Position annotation records:
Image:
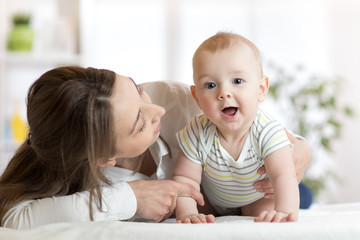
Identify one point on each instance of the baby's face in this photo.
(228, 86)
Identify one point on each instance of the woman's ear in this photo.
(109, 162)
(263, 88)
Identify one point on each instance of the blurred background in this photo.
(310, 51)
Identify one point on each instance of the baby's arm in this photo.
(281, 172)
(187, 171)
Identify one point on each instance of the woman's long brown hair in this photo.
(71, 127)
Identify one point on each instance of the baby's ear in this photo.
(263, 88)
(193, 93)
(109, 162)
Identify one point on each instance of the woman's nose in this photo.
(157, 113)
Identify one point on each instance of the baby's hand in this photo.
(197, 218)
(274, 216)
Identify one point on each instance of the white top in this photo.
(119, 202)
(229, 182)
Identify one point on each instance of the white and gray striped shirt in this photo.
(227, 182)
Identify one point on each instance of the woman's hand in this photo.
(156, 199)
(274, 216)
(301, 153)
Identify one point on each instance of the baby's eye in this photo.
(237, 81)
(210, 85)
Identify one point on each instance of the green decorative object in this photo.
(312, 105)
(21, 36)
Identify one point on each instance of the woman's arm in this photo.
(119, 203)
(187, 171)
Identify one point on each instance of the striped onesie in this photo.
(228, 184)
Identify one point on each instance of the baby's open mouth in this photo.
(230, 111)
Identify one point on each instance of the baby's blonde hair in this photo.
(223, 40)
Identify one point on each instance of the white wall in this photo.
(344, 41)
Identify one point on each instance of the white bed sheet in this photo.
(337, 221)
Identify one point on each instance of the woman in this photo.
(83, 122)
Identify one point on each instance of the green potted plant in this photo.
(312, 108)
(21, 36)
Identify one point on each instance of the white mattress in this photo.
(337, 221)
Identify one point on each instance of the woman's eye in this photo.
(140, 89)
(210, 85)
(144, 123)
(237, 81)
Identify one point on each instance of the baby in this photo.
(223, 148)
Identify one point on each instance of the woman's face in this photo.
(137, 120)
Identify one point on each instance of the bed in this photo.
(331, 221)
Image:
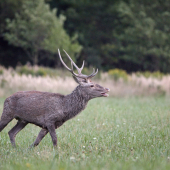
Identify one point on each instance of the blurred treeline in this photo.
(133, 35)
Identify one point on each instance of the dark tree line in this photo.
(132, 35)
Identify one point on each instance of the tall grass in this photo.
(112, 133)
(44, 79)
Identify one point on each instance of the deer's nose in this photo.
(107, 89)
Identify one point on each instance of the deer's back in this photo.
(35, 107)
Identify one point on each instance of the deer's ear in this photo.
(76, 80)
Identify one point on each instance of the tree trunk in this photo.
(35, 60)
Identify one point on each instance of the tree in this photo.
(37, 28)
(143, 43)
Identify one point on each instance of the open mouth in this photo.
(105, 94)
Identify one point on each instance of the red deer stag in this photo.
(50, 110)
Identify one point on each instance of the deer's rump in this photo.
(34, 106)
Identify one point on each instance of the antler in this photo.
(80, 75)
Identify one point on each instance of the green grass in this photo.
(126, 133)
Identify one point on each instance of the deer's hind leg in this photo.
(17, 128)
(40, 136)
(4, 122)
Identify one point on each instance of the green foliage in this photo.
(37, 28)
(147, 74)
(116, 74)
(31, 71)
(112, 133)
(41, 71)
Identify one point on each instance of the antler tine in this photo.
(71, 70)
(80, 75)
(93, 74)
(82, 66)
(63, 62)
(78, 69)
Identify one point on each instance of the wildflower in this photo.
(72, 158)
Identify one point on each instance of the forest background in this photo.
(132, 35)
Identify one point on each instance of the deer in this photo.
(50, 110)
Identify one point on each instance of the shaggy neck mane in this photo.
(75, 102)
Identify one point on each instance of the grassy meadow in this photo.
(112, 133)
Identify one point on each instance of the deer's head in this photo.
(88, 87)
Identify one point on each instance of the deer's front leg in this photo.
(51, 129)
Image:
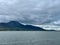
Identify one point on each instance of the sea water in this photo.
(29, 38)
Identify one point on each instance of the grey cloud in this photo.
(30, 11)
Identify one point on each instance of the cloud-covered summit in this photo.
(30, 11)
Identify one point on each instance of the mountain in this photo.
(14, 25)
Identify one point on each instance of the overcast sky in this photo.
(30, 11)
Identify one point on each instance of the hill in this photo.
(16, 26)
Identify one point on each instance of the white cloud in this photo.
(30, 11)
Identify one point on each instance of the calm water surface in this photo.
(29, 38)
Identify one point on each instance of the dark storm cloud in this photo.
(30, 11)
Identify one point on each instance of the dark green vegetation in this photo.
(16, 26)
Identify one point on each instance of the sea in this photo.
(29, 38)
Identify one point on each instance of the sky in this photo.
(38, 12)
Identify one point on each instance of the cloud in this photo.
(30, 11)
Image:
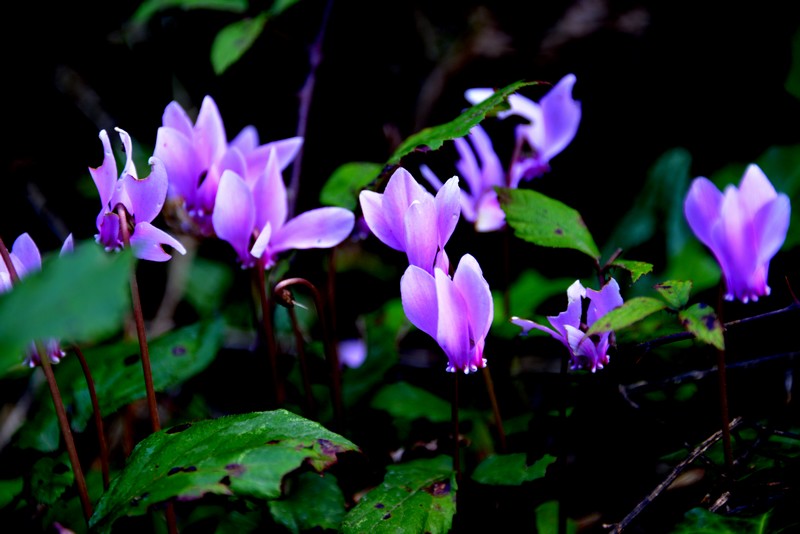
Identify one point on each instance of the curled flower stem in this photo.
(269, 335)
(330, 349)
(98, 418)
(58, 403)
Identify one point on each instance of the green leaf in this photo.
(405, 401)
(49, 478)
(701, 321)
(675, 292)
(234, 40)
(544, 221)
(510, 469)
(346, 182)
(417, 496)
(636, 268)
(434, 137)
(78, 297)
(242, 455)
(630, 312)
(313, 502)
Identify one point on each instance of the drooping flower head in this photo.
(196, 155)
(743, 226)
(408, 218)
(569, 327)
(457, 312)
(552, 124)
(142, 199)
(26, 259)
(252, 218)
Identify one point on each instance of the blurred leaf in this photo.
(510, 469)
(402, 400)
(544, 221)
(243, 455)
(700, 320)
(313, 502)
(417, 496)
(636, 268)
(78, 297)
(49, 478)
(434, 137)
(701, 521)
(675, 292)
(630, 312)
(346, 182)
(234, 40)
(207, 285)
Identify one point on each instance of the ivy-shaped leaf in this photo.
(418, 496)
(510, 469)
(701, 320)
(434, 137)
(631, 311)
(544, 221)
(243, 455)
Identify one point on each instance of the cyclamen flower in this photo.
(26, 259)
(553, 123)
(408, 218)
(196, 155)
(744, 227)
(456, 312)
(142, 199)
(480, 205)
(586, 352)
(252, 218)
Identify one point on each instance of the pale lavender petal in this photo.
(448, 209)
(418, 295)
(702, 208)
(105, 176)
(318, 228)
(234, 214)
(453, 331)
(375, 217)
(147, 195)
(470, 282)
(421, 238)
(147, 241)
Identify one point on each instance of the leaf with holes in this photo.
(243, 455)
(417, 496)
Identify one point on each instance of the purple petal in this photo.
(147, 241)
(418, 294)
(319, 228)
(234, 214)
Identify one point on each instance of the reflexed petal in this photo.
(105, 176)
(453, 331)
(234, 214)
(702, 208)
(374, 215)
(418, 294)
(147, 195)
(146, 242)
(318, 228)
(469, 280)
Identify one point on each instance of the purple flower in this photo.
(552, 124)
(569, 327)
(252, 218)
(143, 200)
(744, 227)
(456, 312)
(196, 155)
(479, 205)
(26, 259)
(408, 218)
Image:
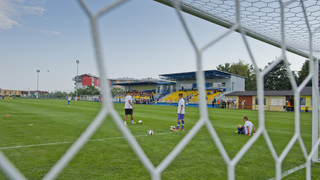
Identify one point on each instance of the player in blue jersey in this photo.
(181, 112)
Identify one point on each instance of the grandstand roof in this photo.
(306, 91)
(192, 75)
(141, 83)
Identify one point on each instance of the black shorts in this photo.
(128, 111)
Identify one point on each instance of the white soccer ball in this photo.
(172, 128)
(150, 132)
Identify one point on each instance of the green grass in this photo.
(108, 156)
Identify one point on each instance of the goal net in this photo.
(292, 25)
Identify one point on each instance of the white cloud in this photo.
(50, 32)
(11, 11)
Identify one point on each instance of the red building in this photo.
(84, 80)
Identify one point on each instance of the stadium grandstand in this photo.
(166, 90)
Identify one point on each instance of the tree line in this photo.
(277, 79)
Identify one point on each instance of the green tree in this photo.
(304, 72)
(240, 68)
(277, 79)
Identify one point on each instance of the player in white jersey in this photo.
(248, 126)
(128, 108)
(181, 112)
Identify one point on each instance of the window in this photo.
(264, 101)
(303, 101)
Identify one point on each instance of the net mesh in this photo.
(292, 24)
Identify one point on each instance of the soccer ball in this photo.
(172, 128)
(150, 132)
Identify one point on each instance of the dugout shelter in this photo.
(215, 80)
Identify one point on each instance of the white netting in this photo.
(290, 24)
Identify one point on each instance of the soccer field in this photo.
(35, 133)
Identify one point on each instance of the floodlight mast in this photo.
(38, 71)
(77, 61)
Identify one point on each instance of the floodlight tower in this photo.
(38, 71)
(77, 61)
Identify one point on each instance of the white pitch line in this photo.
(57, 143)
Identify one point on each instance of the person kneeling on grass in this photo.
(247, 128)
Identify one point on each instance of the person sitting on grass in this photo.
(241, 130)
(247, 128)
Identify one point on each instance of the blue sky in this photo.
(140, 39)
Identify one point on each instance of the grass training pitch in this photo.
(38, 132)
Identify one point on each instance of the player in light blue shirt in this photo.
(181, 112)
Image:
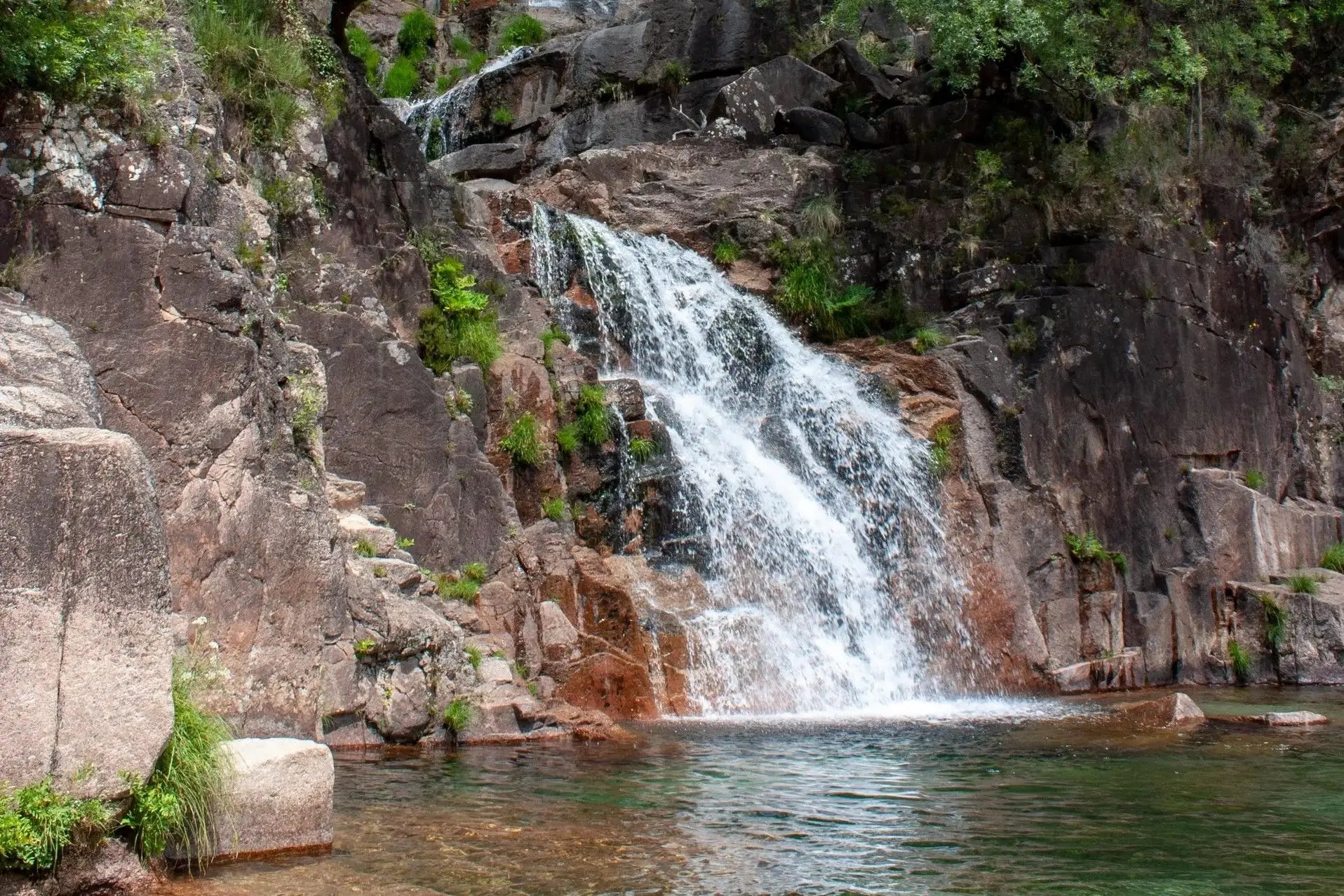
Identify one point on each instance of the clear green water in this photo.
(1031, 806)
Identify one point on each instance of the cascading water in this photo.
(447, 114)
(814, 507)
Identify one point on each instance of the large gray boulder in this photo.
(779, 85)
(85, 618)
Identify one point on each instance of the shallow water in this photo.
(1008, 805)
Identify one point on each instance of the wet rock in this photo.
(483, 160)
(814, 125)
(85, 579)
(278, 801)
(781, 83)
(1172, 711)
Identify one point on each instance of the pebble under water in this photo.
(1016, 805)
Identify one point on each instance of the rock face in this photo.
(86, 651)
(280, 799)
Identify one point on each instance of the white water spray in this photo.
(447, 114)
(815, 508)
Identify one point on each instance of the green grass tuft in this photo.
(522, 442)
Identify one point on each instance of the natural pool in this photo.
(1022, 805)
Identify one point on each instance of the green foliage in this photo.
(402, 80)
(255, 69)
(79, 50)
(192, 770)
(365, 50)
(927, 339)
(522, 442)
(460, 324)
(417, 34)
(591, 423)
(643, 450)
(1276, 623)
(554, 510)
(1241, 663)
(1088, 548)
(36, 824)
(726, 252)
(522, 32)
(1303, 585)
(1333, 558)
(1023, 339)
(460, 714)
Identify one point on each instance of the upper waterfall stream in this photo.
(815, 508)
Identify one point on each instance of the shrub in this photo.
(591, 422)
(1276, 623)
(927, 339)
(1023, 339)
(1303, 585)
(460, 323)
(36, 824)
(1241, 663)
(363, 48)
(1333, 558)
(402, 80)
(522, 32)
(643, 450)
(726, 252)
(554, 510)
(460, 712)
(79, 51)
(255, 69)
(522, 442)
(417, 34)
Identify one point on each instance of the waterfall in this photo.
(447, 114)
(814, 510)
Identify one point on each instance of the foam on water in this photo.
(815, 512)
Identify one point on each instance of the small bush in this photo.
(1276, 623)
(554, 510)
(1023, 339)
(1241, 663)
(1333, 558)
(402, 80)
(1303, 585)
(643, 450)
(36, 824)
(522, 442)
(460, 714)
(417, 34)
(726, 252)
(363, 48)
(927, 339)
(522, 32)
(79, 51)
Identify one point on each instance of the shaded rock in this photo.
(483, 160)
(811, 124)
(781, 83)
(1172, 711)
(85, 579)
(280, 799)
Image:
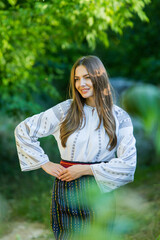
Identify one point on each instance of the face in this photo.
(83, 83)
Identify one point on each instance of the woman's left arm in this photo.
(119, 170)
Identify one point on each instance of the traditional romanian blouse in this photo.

:: Job ::
Write out only the lines from the line containing "Identify one point on each instance of the waterfall" through the end of the material above, both end lines included. Pictures are not written out.

:: Solution for this exercise ::
Identify one point on each instance of the waterfall in this photo.
(447, 114)
(814, 510)
Identify one point on each instance of the foam on water in this photo.
(815, 512)
Identify one point on each instance of the small bush in this photo.
(1276, 623)
(554, 510)
(1023, 339)
(1241, 663)
(1333, 558)
(402, 80)
(1303, 585)
(643, 450)
(36, 824)
(522, 442)
(460, 714)
(417, 34)
(726, 252)
(363, 48)
(927, 339)
(522, 32)
(79, 51)
Identify one point on each instance of the shaded rock in this photo.
(483, 160)
(811, 124)
(781, 83)
(1172, 711)
(85, 579)
(280, 799)
Image:
Identify one point on each instance of the face in this photo.
(83, 83)
Identify one point on each instance of the woman's left arm in this photo.
(119, 170)
Identify one point on each instance of the traditional romanian blouse in this photo.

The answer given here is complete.